Extract:
As mentioned, the way to address these issues is by focusing upon external benchmarks. The submission by the APS College of Organisational Psychologists (August 2010) to the Psychology Board of Australia is a comprehensive document which includes material outlining the structure of the UK and European test accreditation systems. In addition, the International Test Commission, in a letter dated August 2010, also argues clearly against the implementation of a test restriction model.
While the external accreditation system is a key component of enhancing test user competence, it is recommended that it is combined with:
  • Education of stakeholders (publishers, test users, test recipients, client organisations, educational bodies and referral bodies) in relation to recognised levels of competence in test use (via accreditation).
  • Reinforcement of publisher standards. Currently many publishers are providing a valuable service by filling a gap in providing training for individuals who wish to use their tests. This is the starting point for a national or even international agreed standard for such training with some form of independent quality assurance. Given the increasing globalisation of society as a whole, an international perspective has real merit.

Required action: Can you resume the passage on test accreditation and test user competence, starting right after its last sentence? The entries that follow have nothing to do with the passage on test accreditation.

Excerpted data:
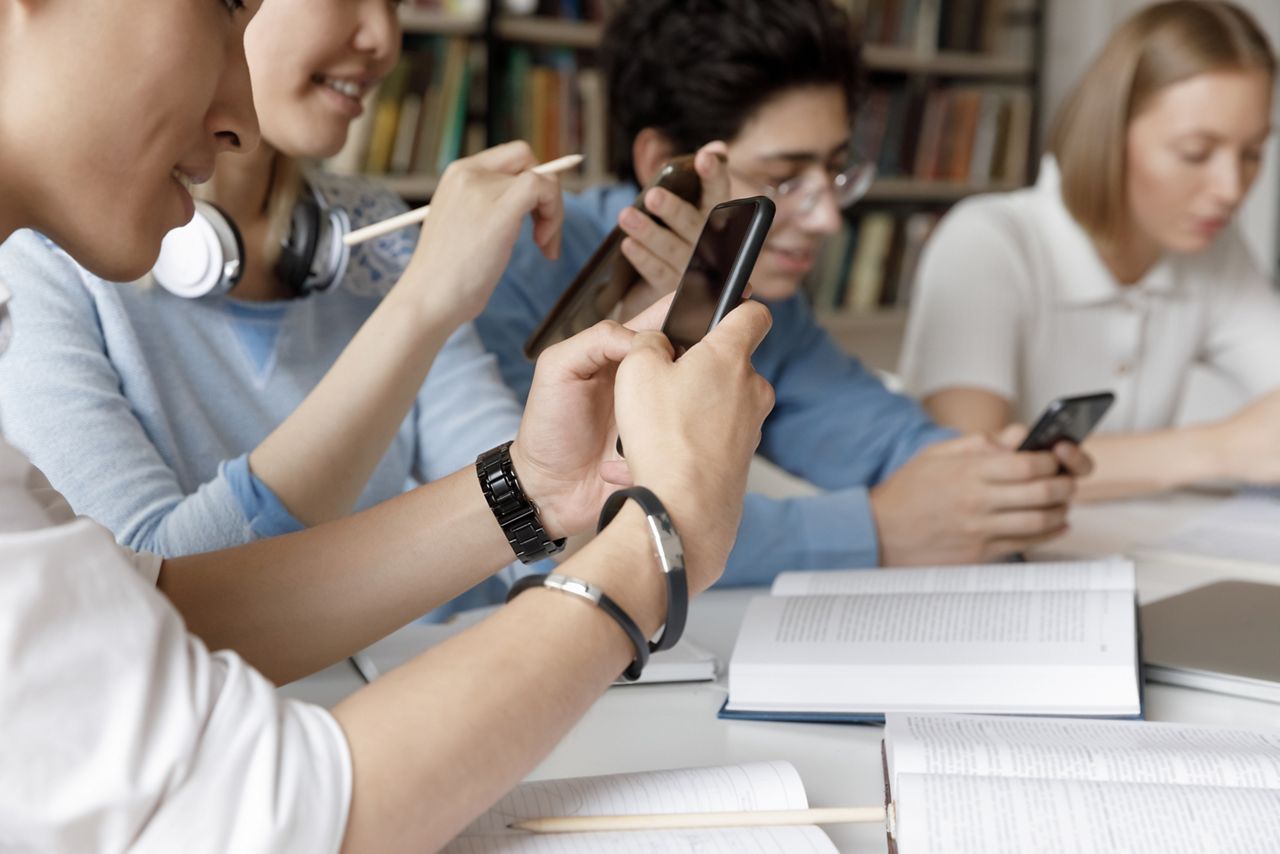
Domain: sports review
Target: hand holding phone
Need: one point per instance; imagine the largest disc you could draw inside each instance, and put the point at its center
(607, 275)
(1068, 419)
(718, 272)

Written answer:
A practice restriction may well raise the ‘floor’ of psychological test use and assessment by reducing the frequency of total incompetence. However, it will not eliminate poor practice, as psychologists have also been responsible for poor test use. By introducing a practice restriction (alone), the general standard of test use is unlikely to rise. However, by introducing an external accreditation program, not only will the ‘floor’ be raised, but also the general standard should be increased substantially.
While the implementation of an effective training and accreditation system would not be a simple task, the system developed in the UK (by the BPS) provides an excellent template. Moreover, the process of raising standards can be incremental and continuous, engaging with the stakeholders along the way.
Peter Macqueen
13 September 2011
A partial restriction (e.g. for certain specified clinical instruments) has more merit than a full restriction. But still there are issues in relation to some of the elements mentioned in this document. A restriction approach is politically unpopular and is unlikely to be supported, particularly when there are alternative and more effective strategies available to raise standards.